When we buy these cute little trees in 5 and 10 gallon black plastic pots, we don’t picture them as 20-30 ft. giants, dropping binfuls of leaves, piles of spikey things, or pods with seeds that explode all over the yard.
We plant them close together in a grouping that look so nice, and don’t foresee that they will grow up bumping into each other and jabbing each other like siblings sitting next to one another in the back of a car.

Did you know that a tree greater than 40 inches in diameter needs permission by way too many people to be cut down? Did you know that a 20-30 foot giant can cost several thousands of dollars to remove? I learned this week that removing a tree, can, like many other home improvements, lead to problems you could not even have imagined!
Our locust tree, with its bright golden autumn foliage has seen its last days. Half dead, with brittle branches, it stood waiting to be taken down.
The city however, has its own ideas. “Was an arborist consulted?” they asked. “How do you know it is dead?” “Can it be saved?” With these answers in hand, they were to meet as a staff group to assess this request and in 2 weeks a verdict would be handed down. Perhaps they should reconsider this process to be one in which a staff committee decides whether and where a tree should be planted.

What they failed to ask was, “Do you know what is under it?” “Did your pipes come before the tree, and if so why on earth would the previous owner plant a tree right on top of the gas and main water pipe?” If they had asked the right questions, they could have made my $40 permit worthwhile and have avoided a lot of unnecessary anguish.

Dear Mr. P, the previous owner who so lovingly designed the landscaping. What were you thinking? That tree roots could wind their way around the big pipe and feel secure? Perhaps that pipes would hold the tree up to be stabile? Maybe that gushing water in the pipes would hold good karma for a growing tree? Whatever the reason, it worked, because this tree grew to be a giant and under it still stood, the big white pvc pipe that carries water in to our house. And on the day of its death, the stump grinder took the remains of its stump and the great white pvc with it, sending a fountain of water high up in to the air to proclaim its removal. And thus the saga began.....
---
*Direction 1*:
Answer these questions about the post on removing the locust tree, one line each:
(a) A tree of what diameter needs permission from many people to be cut down?
(b) How much did the permit cost?
(c) What did the stump grinder take along with the remains of the stump?
*Direction 2*: List every question the city asked in the post about removing the locust tree.
*Direction 3*: Go on with the post about removing the locust tree, starting right after its final sentence.

*Data extract*:
---
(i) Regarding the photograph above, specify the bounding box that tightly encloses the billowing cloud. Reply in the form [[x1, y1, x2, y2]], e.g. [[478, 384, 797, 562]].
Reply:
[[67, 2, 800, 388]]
---
*Task answer 1*:
(a) Greater than 40 inches in diameter.
(b) $40.
(c) The big white pvc pipe that carries water in to the house.

*Task answer 2*:
- "Was an arborist consulted?"
- "How do you know it is dead?"
- "Can it be saved?"

*Task answer 3*:
Plumber A, B, C , and PGE. Huge hole dug and big white pvc repaired. Other pipe unknown as to whether it carries gas or not - further investigation needed. Tree company disclaimer - not responsible for any lines under the ground. Cost - unknown. Moral of the story -- don’t plant trees on pvc pipes and find out what lurks beneath those roots.

Sunday, November 08, 2009

Beyond the Iconic Yosemite


They say you get inspiration from others and this weekend was particularly so. I was excited about the Yosemite photography workshop since last year it was one of the best weekends I had ever had. It seemed hard to top that but I was optimistic; at the least, Yosemite would be ablaze with color. We started our drive to the Sierras early in the afternoon and the skies were a bit ominous looking, but the forecast was for clear weather. I had been checking every day and on Tues. finally took the chance and cancelled my lodge room in favor of a campsite, saving a lot of money but thinking that I may regret this decision come midnight when our toes are freezing. We arrived after dark and in the brisk cold night air, set up our little backpacking tent among all the heated and lit RV’s. We must be a bit crazy sleeping out in the winter!

Entering the Girls Club was like an old reunion. It was so wonderful to see some of the same faces from last year; we had all left last year with a sense of comaraderie and excitement in becoming better photographers. I felt like an upperclassman in high school, a bit more confident this year and a little more well versed in the technicalities of photography. It kind of felt like the veil of uncertainty was becoming more and more transparent. After the short lecture, the announcement was to meet at 6:30am in the cafeteria for breakfast. Back at the campsite, we didn’t waste any time in making some simple sandwiches for tomorrow, getting our stuff together and running to hide in our down bags.

A bit after 7, I awoke to Ray saying my alarm hadn’t gone off. Darn!
Groaning about how early and how miserably cold it was, I quickly dressed and tried to put contacts in with frozen fingers and in the darkness of the bathroom which didn’t appear to have any lights. “Is this fun?” I asked myself. I have never gotten up this early at Yosemite and there was a peaceful stillness around. Driving past the meadow, we could see the mist lifting like fog on the ocean and granite peaks towered gray and cold. The park, void of visitors, felt like it belonged to us alone. 6:30 sharp and everyone was assembled, drinking coffee, eating oatmeal and looking out at the morning sky. Morning shooting would take place in the meadow where the mist was rising and everyone, adrenaline running was ready to go. I tried to remember the lessons I had learned previously, the first shots were discards, the second ones looked vaguely like the ones I shot last year. I was not impressed with myself. My fingers were numb, as were my feet and though the colors were spectacular, they didn’t translate as such in my camera. It was a welcome break to go back to the Girls Club to warm up.

If you only learn one thing in this class, it would be that the lighting at mid day is not good for photos. We learned about exposures and apertures and saw some beautiful images shot by the Yosemite photographers that we all aspire to become. The afternoon session was a bit more successful for me, as deep within the cobwebs of my brain, the
connections between exposure, aperture, and ISO started to come together and translate into what I was doing with my camera. This black box that I trust to capture all of the beautiful images I see with my eye, has so many buttons and knobs, many of which I still don’t have the vaguest notion of what they actually do.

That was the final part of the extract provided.